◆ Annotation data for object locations
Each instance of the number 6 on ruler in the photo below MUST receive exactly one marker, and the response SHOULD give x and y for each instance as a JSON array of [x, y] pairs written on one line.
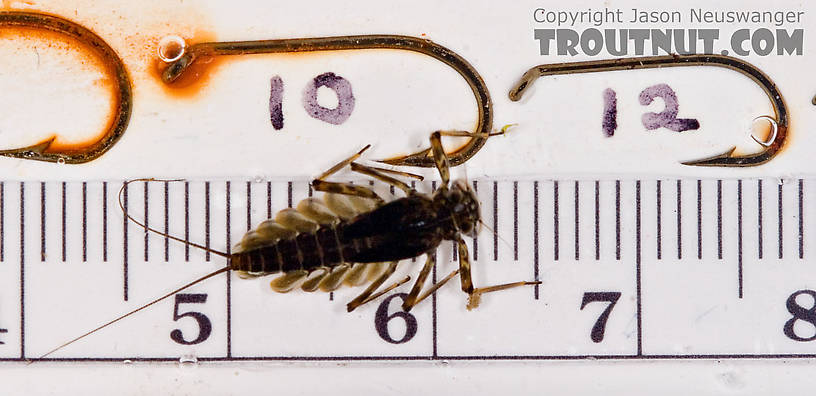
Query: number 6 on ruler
[[600, 324]]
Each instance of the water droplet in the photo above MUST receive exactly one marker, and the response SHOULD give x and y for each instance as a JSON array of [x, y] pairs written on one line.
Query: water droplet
[[171, 48], [188, 360]]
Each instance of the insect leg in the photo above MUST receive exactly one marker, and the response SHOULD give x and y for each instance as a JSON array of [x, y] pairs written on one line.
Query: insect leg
[[475, 294], [464, 267], [374, 172], [320, 184], [440, 158], [369, 295], [346, 189], [413, 297]]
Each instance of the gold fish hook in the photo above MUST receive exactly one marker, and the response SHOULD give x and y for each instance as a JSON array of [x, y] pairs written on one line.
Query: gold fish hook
[[779, 121], [184, 56], [123, 103]]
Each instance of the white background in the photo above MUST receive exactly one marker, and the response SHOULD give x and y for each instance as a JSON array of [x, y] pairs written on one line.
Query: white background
[[224, 132]]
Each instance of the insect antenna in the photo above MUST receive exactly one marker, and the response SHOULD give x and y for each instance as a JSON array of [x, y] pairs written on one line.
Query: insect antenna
[[157, 300], [164, 234], [199, 280]]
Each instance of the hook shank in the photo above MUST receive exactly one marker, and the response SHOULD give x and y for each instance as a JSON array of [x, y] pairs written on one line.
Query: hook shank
[[341, 43], [725, 159]]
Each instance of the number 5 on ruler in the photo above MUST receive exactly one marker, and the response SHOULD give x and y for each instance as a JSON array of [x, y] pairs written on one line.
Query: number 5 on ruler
[[600, 324]]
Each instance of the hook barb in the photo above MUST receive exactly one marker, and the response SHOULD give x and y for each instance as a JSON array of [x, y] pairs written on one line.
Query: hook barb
[[118, 121]]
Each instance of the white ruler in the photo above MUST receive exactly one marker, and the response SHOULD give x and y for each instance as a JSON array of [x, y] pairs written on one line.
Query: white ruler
[[695, 268]]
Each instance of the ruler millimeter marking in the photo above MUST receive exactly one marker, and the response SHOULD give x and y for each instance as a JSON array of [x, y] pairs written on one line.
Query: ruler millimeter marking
[[629, 236]]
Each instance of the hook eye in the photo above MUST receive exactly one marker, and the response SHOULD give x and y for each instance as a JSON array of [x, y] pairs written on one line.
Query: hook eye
[[774, 131], [728, 159], [122, 96]]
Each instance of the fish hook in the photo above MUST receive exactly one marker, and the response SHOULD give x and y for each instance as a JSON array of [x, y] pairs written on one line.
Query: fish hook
[[779, 121], [185, 55], [123, 99]]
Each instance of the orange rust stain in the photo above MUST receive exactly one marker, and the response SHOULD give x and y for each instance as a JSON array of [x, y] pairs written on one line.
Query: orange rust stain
[[89, 59]]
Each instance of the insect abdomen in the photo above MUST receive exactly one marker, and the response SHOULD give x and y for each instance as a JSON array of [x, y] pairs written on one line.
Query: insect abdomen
[[307, 251]]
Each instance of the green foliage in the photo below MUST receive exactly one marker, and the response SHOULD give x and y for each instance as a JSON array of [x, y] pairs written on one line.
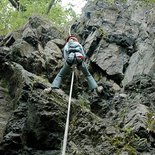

◆ Stated problem
Reproduce every line of the material above word for word, leaving out the pictures.

◆ Written response
Each instance of the number 6 on ruler in the photo below MUST receive exactly one marker, and the response SHOULD give x and y for each instance as a JSON array of [x, y] pairs written on one line.
Query: number 6 on ruler
[[600, 324]]
Each instance of the water droplet in the photo above MUST receive exactly one marker, and the response SHOULD give x and y for each instance as a JSON array of [x, y] pairs written on one line.
Query: water droplet
[[171, 48], [188, 360]]
Each instance of the insect leg in the photo above MUST receive exactly one marker, and the response SHOULD give x and y for each instance as a JSON array of [x, y] pairs written on one line.
Query: insect leg
[[475, 294], [464, 267], [374, 172], [320, 184], [440, 158], [369, 295], [346, 189], [413, 297]]
Each instance of the gold fish hook in the photo above MUST receive exactly one marker, and the response SHOULD give x and y for each instance as a JSON array of [x, y] pairs written on one line.
Query: gold fish hook
[[779, 121], [184, 56], [123, 103]]
Each instance of the white background in the photo above MUST receive exactly one marker, and the response SHOULD give x and y for each instance as a JSON array of [x, y] pairs written on one line.
Query: white background
[[224, 132]]
Each instance of the insect antenna in the photo above MUST receive exactly one marker, and the response SHOULD give x and y for each instance as a JSON array of [x, y] pairs written on one line.
Query: insect antenna
[[157, 300], [164, 234], [199, 280]]
Each instance of the hook shank in the photo above MUST receive exactly one marker, and the response SHOULD give x and y for each instance as a JSON array of [x, y] pairs written on one line.
Query: hook shank
[[341, 43], [725, 159]]
Each instance of the number 5 on ruler in the photo above MUST receive exactly one marker, and the response SHOULD give x and y for each instance as a JSON array of [x, y] pairs written on one line.
Query: number 5 on ruler
[[600, 324]]
Each instance of the hook barb in the photo above MUST receive exactly one marker, and the response SHOULD give x and y for each instance as a JSON array of [x, y] pairs written on one line.
Query: hook barb
[[118, 121]]
Each instance of the white ruler in the photo above MUST receive exactly one marker, and the response SHOULD give x and y for each instance as a JSON array of [x, y] pairs written on one line.
Query: white ruler
[[695, 268]]
Each instance of the ruler millimeter marking in the photo above MUST receive exactly one marker, and the response SHOULD give x and y for each instance as a JSON array of [x, y] pairs written on one line.
Query: ruler millimeter marking
[[629, 236]]
Each instance of the hook eye in the photo above MUST receive exactly one marker, and the response SHOULD give x and y for each instance as a JSON array of [x, y] pairs written on one line.
Query: hook eye
[[774, 131], [728, 159], [122, 96]]
Each instance of the fish hook in the photo above MUST receive exactly one marker, and the response SHOULD give x and y for each instance as a JSON array of [x, y] pairs written on one line.
Query: fish hook
[[779, 121], [185, 55], [123, 99]]
Each instance of the orange rust stain in the photo above MUST receive exactly one marker, and the response SHOULD give x and y for each instance as a JSON array of [x, y] pairs written on one line.
Query: orange rust stain
[[89, 59]]
Each instance of the insect abdomen in the photo above MUST receive exactly one marker, and the response SHOULD give x and y for each instance as a JSON array of [x, y] pairs written on one line.
Query: insect abdomen
[[307, 251]]
Each instance of the green foliage in the photo below MUST receive exactly one marker, and the response SHOULD give x and y for each instance as a JSON array of [x, y] pairs written on one line.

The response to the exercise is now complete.